**What is required**
Pick out every line below that contains the word "spectator" and copy each of those lines.

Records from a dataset
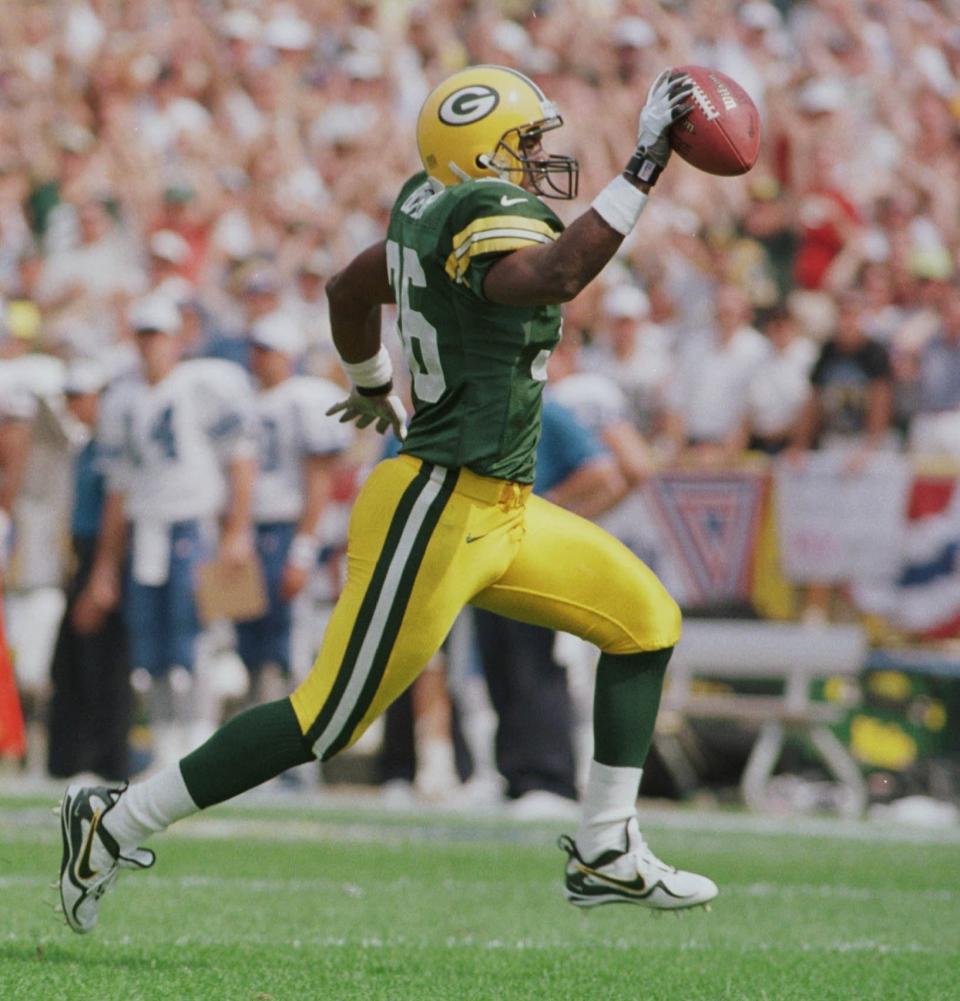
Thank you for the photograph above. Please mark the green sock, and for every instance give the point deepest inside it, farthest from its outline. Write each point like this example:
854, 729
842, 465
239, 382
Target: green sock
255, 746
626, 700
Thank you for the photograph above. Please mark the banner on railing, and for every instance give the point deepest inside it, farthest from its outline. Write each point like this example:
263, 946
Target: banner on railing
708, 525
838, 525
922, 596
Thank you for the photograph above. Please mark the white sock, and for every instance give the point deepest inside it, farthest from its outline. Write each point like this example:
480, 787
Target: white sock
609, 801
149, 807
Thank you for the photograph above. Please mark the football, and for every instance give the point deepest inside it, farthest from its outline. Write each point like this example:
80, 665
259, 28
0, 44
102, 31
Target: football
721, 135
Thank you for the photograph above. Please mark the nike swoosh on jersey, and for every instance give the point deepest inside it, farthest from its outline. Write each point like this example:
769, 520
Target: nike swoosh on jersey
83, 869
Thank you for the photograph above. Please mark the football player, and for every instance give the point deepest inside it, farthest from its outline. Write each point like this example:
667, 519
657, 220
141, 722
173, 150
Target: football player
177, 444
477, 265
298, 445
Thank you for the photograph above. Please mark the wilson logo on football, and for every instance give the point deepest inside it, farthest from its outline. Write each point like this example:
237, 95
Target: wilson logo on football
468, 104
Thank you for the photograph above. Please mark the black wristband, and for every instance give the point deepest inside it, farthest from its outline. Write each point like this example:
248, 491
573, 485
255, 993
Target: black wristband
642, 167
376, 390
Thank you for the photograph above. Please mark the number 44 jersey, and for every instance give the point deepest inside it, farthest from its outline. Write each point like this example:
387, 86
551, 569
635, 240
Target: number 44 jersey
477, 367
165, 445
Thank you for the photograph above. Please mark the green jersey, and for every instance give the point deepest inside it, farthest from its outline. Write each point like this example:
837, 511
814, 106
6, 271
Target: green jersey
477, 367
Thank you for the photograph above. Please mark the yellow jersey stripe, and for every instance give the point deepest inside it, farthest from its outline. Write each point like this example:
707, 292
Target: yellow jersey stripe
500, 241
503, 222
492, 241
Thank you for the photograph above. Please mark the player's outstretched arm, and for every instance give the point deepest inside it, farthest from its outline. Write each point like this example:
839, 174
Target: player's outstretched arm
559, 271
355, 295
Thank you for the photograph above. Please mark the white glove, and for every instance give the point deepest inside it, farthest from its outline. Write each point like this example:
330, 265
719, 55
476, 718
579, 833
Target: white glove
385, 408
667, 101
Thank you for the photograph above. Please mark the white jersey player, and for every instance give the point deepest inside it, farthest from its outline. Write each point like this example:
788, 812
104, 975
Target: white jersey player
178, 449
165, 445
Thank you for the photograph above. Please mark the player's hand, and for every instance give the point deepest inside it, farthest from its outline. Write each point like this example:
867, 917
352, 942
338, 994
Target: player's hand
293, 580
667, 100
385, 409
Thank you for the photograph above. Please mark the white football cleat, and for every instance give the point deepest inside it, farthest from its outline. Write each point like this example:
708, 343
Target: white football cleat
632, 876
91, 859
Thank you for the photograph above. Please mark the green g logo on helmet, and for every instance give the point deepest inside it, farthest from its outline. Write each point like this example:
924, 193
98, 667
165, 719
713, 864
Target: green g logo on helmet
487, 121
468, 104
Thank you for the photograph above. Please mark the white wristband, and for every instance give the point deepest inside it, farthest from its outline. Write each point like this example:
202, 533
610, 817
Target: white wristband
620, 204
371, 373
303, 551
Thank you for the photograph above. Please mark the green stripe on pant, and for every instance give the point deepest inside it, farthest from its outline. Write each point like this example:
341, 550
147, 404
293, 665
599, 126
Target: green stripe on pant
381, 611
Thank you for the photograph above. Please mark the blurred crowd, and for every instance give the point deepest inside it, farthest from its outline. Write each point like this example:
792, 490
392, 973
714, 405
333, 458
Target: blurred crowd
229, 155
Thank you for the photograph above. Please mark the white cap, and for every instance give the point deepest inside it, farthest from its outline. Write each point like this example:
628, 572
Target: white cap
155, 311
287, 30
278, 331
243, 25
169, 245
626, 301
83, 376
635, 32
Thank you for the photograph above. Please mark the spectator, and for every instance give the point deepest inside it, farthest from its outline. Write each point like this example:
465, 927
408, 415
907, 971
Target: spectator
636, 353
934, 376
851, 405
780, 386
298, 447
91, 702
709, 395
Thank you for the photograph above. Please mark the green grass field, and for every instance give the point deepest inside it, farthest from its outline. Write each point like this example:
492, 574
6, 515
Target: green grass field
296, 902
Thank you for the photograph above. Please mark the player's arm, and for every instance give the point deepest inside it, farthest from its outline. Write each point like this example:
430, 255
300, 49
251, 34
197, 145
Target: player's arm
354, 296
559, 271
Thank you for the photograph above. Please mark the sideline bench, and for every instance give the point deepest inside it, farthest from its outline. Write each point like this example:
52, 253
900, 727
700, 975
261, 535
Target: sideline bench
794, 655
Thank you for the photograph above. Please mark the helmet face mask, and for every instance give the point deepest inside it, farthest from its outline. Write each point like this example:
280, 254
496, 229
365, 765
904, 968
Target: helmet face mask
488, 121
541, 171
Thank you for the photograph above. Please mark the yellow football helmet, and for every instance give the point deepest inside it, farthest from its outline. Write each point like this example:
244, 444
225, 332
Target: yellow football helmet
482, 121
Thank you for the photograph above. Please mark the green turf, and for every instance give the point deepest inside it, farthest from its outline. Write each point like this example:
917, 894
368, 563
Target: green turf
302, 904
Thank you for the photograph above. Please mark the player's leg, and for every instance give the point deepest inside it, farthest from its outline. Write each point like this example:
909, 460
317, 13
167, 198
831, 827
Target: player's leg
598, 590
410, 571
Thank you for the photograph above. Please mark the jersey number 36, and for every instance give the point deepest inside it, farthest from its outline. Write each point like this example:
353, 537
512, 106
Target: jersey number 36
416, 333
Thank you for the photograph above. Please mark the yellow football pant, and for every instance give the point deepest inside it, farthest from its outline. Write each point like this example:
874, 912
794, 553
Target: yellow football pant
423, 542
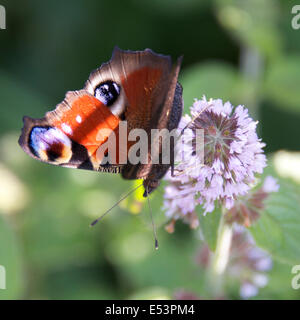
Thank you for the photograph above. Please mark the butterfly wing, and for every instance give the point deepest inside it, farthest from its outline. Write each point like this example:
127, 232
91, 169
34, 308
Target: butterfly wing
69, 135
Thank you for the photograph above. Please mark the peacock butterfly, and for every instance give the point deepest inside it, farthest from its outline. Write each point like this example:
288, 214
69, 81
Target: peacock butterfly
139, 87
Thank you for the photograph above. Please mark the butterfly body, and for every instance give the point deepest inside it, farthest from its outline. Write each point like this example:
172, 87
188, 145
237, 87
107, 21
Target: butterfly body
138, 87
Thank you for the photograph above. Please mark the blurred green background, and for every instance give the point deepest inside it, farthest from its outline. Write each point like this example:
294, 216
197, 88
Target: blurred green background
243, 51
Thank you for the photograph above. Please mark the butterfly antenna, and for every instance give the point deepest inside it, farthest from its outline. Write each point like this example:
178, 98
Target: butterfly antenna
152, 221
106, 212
==
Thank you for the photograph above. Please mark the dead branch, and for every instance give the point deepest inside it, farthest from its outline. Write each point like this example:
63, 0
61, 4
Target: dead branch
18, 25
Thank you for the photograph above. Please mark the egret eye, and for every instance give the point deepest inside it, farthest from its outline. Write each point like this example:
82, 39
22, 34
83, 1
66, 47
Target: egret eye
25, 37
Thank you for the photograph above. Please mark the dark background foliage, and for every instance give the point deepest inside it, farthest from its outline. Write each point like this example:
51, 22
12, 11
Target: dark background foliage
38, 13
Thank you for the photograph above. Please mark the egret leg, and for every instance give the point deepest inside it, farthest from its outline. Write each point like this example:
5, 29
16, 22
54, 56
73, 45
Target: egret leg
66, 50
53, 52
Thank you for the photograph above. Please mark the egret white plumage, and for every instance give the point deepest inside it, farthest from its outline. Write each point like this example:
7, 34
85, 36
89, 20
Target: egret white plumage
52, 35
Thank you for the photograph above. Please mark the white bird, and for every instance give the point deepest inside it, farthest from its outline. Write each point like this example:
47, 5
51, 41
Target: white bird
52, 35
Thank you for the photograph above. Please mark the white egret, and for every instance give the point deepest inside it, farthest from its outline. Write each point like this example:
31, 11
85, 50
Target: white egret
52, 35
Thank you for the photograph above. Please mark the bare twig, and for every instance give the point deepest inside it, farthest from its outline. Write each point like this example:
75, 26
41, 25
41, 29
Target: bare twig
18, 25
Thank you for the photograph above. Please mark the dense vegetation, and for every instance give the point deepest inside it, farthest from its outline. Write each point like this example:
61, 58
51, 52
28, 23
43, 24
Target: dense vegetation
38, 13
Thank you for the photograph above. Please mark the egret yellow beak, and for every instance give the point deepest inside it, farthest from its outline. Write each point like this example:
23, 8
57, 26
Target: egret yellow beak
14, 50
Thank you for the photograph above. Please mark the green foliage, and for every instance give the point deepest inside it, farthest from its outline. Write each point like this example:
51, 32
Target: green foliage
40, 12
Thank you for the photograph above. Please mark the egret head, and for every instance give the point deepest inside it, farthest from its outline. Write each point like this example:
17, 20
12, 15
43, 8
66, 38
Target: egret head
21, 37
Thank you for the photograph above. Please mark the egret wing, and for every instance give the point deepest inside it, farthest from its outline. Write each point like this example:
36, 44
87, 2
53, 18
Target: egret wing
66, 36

**Output below**
Thank you for the photograph above. Please mark the spectator, and for every instance give the point deepest inside it, farthest from its outline. Write each point like this example:
Target: spectator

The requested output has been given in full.